## [Problem to work on]
Set out every line of the records below as a Markdown table with two columns, Row and Line, numbering the rows and omitting blank lines.

___ Records for processing ___

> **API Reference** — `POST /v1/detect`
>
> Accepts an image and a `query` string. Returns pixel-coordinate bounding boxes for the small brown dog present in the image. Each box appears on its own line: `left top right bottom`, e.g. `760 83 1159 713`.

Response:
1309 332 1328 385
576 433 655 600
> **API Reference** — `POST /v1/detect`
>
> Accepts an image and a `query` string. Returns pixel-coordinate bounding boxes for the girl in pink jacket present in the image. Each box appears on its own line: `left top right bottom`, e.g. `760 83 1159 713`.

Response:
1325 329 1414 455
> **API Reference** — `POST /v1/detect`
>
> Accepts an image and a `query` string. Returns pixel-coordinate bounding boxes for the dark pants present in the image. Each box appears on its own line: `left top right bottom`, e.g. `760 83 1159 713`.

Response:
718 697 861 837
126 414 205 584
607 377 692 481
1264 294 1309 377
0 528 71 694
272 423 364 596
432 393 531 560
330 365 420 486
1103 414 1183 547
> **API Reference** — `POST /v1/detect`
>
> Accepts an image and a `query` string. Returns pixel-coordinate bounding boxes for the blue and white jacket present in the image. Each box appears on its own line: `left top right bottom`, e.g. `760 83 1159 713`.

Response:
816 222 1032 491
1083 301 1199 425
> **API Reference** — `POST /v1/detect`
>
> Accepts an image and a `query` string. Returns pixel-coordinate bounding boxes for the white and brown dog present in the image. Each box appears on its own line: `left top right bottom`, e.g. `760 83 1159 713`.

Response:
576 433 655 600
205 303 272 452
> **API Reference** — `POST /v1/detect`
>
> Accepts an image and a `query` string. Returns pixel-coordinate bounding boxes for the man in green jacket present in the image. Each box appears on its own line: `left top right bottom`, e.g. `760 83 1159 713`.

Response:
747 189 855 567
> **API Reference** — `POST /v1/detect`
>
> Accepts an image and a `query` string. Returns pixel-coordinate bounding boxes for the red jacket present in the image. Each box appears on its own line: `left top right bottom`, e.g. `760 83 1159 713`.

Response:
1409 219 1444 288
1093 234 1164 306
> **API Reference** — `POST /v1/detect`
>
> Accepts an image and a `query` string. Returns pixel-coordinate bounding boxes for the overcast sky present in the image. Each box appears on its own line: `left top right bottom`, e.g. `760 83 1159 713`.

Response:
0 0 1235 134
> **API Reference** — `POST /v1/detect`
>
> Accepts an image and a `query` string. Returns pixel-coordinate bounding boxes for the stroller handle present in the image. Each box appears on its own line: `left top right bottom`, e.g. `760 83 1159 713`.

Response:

___

## [Complete response]
| Row | Line |
|---|---|
| 1 | > **API Reference** — `POST /v1/detect` |
| 2 | > |
| 3 | > Accepts an image and a `query` string. Returns pixel-coordinate bounding boxes for the small brown dog present in the image. Each box appears on its own line: `left top right bottom`, e.g. `760 83 1159 713`. |
| 4 | Response: |
| 5 | 1309 332 1328 385 |
| 6 | 576 433 655 600 |
| 7 | > **API Reference** — `POST /v1/detect` |
| 8 | > |
| 9 | > Accepts an image and a `query` string. Returns pixel-coordinate bounding boxes for the girl in pink jacket present in the image. Each box appears on its own line: `left top right bottom`, e.g. `760 83 1159 713`. |
| 10 | Response: |
| 11 | 1325 329 1414 455 |
| 12 | > **API Reference** — `POST /v1/detect` |
| 13 | > |
| 14 | > Accepts an image and a `query` string. Returns pixel-coordinate bounding boxes for the dark pants present in the image. Each box appears on its own line: `left top right bottom`, e.g. `760 83 1159 713`. |
| 15 | Response: |
| 16 | 718 697 861 837 |
| 17 | 126 414 205 584 |
| 18 | 607 377 692 481 |
| 19 | 1264 294 1309 377 |
| 20 | 0 528 71 694 |
| 21 | 272 423 364 596 |
| 22 | 432 393 531 560 |
| 23 | 330 365 420 486 |
| 24 | 1103 414 1183 547 |
| 25 | > **API Reference** — `POST /v1/detect` |
| 26 | > |
| 27 | > Accepts an image and a `query` string. Returns pixel-coordinate bounding boxes for the blue and white jacket present in the image. Each box appears on its own line: `left top right bottom`, e.g. `760 83 1159 713`. |
| 28 | Response: |
| 29 | 816 222 1032 491 |
| 30 | 1083 301 1199 425 |
| 31 | > **API Reference** — `POST /v1/detect` |
| 32 | > |
| 33 | > Accepts an image and a `query` string. Returns pixel-coordinate bounding boxes for the white and brown dog present in the image. Each box appears on its own line: `left top right bottom`, e.g. `760 83 1159 713`. |
| 34 | Response: |
| 35 | 576 433 655 600 |
| 36 | 205 303 272 452 |
| 37 | > **API Reference** — `POST /v1/detect` |
| 38 | > |
| 39 | > Accepts an image and a `query` string. Returns pixel-coordinate bounding boxes for the man in green jacket present in the image. Each box appears on its own line: `left top right bottom`, e.g. `760 83 1159 713`. |
| 40 | Response: |
| 41 | 747 189 855 567 |
| 42 | > **API Reference** — `POST /v1/detect` |
| 43 | > |
| 44 | > Accepts an image and a `query` string. Returns pixel-coordinate bounding boxes for the red jacket present in the image. Each box appears on its own line: `left top right bottom`, e.g. `760 83 1159 713`. |
| 45 | Response: |
| 46 | 1409 219 1444 288 |
| 47 | 1093 234 1164 306 |
| 48 | > **API Reference** — `POST /v1/detect` |
| 49 | > |
| 50 | > Accepts an image and a `query` string. Returns pixel-coordinate bounding boxes for the overcast sky present in the image. Each box appears on its own line: `left top right bottom`, e.g. `760 83 1159 713`. |
| 51 | Response: |
| 52 | 0 0 1235 134 |
| 53 | > **API Reference** — `POST /v1/detect` |
| 54 | > |
| 55 | > Accepts an image and a `query` string. Returns pixel-coordinate bounding boxes for the stroller handle present in the image. Each box appears on its own line: `left top right bottom`, e.g. `760 83 1159 713`. |
| 56 | Response: |